**Objetivo 1**
Transcribe sin cambios y completo el artículo sobre la muerte de Carlos Fuentealba.

**Texto proporcionado**
►
Es en nuestras propias miserias como sociedad en donde debemos buscar el origen de lo que nos indigna: la muerte del docente Carlos Fuentealba es producto de nuestras iras adolescentes y nuestra pasión irreflexiva.

Este artículo está escrito antes de los hechos de protesta que por la muerte de Carlos Fuentebella tendrán a Neuquén como teatro nacional.

La aclaración vale porque no se sabe qué ocurrirá allí. Cientos de activistas de Quebracho, la secta del mal, ya han llegado a la provincia del desgraciado gobernador Jorge Sobisch. Quieren reducir a escombros todo cuanto se cruce a su paso.

El presidente Kirchner continúa (hasta el momento que esta columna se escribe) en su plácido descanso sureño. Desde allí, ha mandado a su emisario de insultos varios, el ministro del Interior, Aníbal Fernández, a hacer de Sobisch la encarnación de Satanás en la Tierra. No ha asumido ninguna responsabilidad por la torpeza impensada de lanzar a su ministro de Educación y candidato a Jefe de Gobierno de la Ciudad de Buenos Aires, Daniel Filmus, a anunciar un aumento en los salarios docentes sin consultar previamente a las provincias que debían pagarlo. Carlos Fuentealba comenzó a morir ese día.

La acción directa, ese mecanismo premoderno que la Argentina abraza con una simpatía digna de mejores causas, sigue cobrándose víctimas inocentes que son utilizadas como carne de cañón por una ideología fracasada en el mundo de hoy que, después de dar lástima y hundir en la miseria a medio mundo, sólo sigue teniendo alguna posibilidad de prender de nuevo en países dominados por la envidia y el odio.
◄
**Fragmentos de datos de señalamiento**
►
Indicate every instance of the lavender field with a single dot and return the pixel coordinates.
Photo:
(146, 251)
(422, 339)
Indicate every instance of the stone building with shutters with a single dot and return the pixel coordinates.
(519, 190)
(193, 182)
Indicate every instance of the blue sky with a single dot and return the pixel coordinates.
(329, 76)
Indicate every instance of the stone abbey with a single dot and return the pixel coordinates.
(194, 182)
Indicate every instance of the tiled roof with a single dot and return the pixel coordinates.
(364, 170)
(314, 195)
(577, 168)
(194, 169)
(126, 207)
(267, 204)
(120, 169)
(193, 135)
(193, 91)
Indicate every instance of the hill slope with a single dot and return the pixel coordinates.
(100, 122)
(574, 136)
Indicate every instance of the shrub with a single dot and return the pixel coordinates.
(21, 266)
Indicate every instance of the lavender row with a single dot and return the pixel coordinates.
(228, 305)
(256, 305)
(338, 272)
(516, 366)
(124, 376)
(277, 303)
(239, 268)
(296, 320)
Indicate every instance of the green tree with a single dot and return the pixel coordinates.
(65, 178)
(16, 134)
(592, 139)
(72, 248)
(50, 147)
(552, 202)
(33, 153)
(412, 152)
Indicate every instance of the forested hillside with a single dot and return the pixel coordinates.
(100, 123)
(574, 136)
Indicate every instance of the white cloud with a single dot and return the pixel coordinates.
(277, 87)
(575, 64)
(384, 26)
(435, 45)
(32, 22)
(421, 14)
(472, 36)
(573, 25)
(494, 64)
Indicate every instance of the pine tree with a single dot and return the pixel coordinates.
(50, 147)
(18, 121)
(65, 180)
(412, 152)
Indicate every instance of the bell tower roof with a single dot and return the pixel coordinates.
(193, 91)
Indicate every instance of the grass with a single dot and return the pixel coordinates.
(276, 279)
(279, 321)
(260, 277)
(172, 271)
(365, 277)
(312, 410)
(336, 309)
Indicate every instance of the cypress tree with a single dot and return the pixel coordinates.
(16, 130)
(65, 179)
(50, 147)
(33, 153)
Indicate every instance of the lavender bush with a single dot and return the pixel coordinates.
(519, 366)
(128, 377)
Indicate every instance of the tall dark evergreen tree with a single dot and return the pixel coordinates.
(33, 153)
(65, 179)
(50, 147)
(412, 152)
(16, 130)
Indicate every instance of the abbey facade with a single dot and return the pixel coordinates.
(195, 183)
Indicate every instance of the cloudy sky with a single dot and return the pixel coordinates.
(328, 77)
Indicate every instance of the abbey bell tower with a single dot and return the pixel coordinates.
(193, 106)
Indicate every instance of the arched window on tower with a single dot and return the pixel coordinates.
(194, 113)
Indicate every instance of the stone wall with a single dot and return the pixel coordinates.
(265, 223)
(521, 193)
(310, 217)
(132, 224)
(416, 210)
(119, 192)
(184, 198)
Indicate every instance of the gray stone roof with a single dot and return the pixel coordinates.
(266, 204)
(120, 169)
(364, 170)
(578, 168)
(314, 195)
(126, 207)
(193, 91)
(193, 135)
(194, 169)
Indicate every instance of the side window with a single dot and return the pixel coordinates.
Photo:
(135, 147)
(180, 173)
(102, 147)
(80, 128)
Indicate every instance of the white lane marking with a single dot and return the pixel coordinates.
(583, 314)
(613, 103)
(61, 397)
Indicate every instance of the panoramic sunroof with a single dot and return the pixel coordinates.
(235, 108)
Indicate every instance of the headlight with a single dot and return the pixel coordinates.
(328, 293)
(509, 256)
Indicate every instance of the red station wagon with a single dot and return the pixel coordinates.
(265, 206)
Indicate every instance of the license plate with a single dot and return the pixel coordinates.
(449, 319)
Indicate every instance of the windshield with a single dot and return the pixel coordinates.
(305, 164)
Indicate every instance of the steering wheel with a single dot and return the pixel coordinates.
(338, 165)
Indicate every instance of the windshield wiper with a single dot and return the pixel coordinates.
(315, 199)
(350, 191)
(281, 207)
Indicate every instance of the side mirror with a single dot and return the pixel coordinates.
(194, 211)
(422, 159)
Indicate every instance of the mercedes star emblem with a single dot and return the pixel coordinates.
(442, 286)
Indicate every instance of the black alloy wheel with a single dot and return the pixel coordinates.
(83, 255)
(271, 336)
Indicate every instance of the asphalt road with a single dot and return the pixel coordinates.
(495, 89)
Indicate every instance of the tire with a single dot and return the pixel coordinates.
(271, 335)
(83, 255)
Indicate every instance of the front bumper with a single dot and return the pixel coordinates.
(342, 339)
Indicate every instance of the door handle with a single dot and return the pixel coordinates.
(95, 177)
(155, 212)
◄
**Objetivo 2**
Repite sin cambios solo estas líneas de las entradas: todo desde la que contiene "Indicate every instance of the asphalt" hasta el final de las entradas, ambos extremos incluidos.

**Respuesta correcta 1**
Es en nuestras propias miserias como sociedad en donde debemos buscar el origen de lo que nos indigna: la muerte del docente Carlos Fuentealba es producto de nuestras iras adolescentes y nuestra pasión irreflexiva.

Este artículo está escrito antes de los hechos de protesta que por la muerte de Carlos Fuentebella tendrán a Neuquén como teatro nacional.

La aclaración vale porque no se sabe qué ocurrirá allí. Cientos de activistas de Quebracho, la secta del mal, ya han llegado a la provincia del desgraciado gobernador Jorge Sobisch. Quieren reducir a escombros todo cuanto se cruce a su paso.

El presidente Kirchner continúa (hasta el momento que esta columna se escribe) en su plácido descanso sureño. Desde allí, ha mandado a su emisario de insultos varios, el ministro del Interior, Aníbal Fernández, a hacer de Sobisch la encarnación de Satanás en la Tierra. No ha asumido ninguna responsabilidad por la torpeza impensada de lanzar a su ministro de Educación y candidato a Jefe de Gobierno de la Ciudad de Buenos Aires, Daniel Filmus, a anunciar un aumento en los salarios docentes sin consultar previamente a las provincias que debían pagarlo. Carlos Fuentealba comenzó a morir ese día.

La acción directa, ese mecanismo premoderno que la Argentina abraza con una simpatía digna de mejores causas, sigue cobrándose víctimas inocentes que son utilizadas como carne de cañón por una ideología fracasada en el mundo de hoy que, después de dar lástima y hundir en la miseria a medio mundo, sólo sigue teniendo alguna posibilidad de prender de nuevo en países dominados por la envidia y el odio.

**Respuesta correcta 2**
Indicate every instance of the asphalt road with a single dot and return the pixel coordinates.
(495, 89)
Indicate every instance of the tire with a single dot and return the pixel coordinates.
(271, 335)
(83, 255)
Indicate every instance of the front bumper with a single dot and return the pixel coordinates.
(342, 339)
Indicate every instance of the door handle with a single dot and return the pixel coordinates.
(95, 177)
(155, 212)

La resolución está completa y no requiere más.